I noticed the $12.95 was charged on 11/21 - called 11/24 - was told that they could give me the $9.95 rate and would credit me the $3.00. After a day of pondering decidied to cancel - called 11/26, explained the situation and asked to cancel. Then I asked about the charge already in place, THEN they said there would be no credit given, that cancelled service was not refundable, and they had already cancelled the service, so I was basically screwed.

This really bugs me:
- no notice that the one year is coming due and that I'd need to make a decision
- automatically charging my credit card for a rate higher than that promised
- no warning before canceling that I'd lose the charge they had already put through

TiVo has a great product, but the customer service is lousy.


----------



## CharlesH (Aug 29, 2002)

My S2 on this 1 year service is up in a few days. I called TiVo CS, and she moved it to the $399 MSD product lifetime within 5 minutes. There was a brief hiccup when the system wouldn't let her apply the MSD plan, but once I suggested that it could be due to the TiVo still being on a prepaid plan, she acknowledged that that was the problem, but that it could be quickly dealt with. No need to go through cancellation or any other weird contortions. :up:


----------



## shiffrin (Aug 23, 2000)

Called Tivo yesterday to cancel the 'free' one year service on my S2. They were going to start charging me $12.95 on 12/8. They immediately offered me the $9.95 deal. When I said no, they said they would give me 2 free months and I could decide then whether to keep the service.


----------



## wickerbill (Apr 4, 2002)

I got dinged for $12.95 last week and called to cancel yesterday. They offered $9.95, but I went ahead and cancelled it anyways. $10 a month for a 7-1/2 year old tivo is ridiculous. It's pretty awful service that tivo is automatically charging people the full rate instead of the MSD price that they should be. Just another example of a company fleecing their own customers to try and make a few more dollars instead of doing the right thing.


----------



## CrispyCritter (Feb 28, 2001)

wickerbill said:


> I got dinged for $12.95 last week and called to cancel yesterday. They offered $9.95, but I went ahead and cancelled it anyways. $10 a month for a 7-1/2 year old tivo is ridiculous. It's pretty awful service that tivo is automatically charging people the full rate instead of the MSD price that they should be. Just another example of a company fleecing their own customers to try and make a few more dollars instead of doing the right thing.


I don't know what TiVo is enforcing at the moment, but my reading of their policy language means it can be argued that they SHOULD NOT charge the MSD rate after the year is over.

After the year is over, the price reverts to $12.95 per month, without any 1 year contract obligations. You can drop the sub any time you want without penalty.

MSD is now only available with new service activations, and all new service activations have a minimum 1 year commitment (that's in the basic service agreement).

So just going by their policies, TiVo has the choice of charging you $12.95 per month with no commitment, or $9.95 a month with a 1 year commitment. I personally would be much more upset at TiVo if they sprang the latter on me, rather than the former.

(Image location labeling entries)
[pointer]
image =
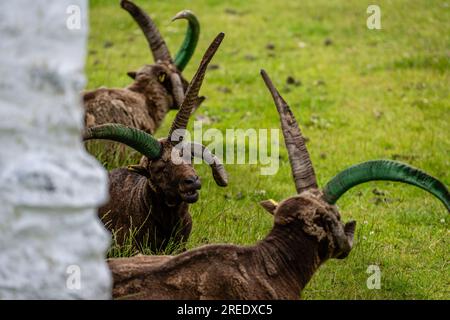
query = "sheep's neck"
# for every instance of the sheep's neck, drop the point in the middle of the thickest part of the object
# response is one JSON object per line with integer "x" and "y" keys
{"x": 162, "y": 214}
{"x": 288, "y": 252}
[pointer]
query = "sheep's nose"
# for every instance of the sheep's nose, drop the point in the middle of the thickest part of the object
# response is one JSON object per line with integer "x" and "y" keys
{"x": 192, "y": 182}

- **What is asked**
Write what comes next in the forum thread about TiVo subscription charges, continuing after its last sentence.

- **Answer for the task**
I'm not expressing any opinion about what I think the policies should be (so don't get upset at me); I'm pointing out what the policies are. And I'm wondering how many of the people who now have a $9.95 rate have also incurred a 1 year commitment obligation.


----------



## HDTiVo (Nov 27, 2002)

rgr said:


> TiVo has a great product, but the customer service is lousy.


TiVo's main accomplishment in recent times has been the burning of good will. Don't begrudge them some taste of victory.


----------



## dianebrat (Jul 6, 2002)

dianebrat said:


> I was charged $12.95 for October on my credit card for the S2 that's now coming off it's free year. I decided I already had a 500GB S2 and a 750GB S3 in the house, so a 2nd S2 wasn't an added feature and I was going to cancel it.
> 
> The rep quickly and confidently said " I see you have 2 units with Lifetime, that qualifies you for MSD, and because you're a long term customer, that's based on $12.95 a month with no contract, minus the $6.00 discount."
> 
> ...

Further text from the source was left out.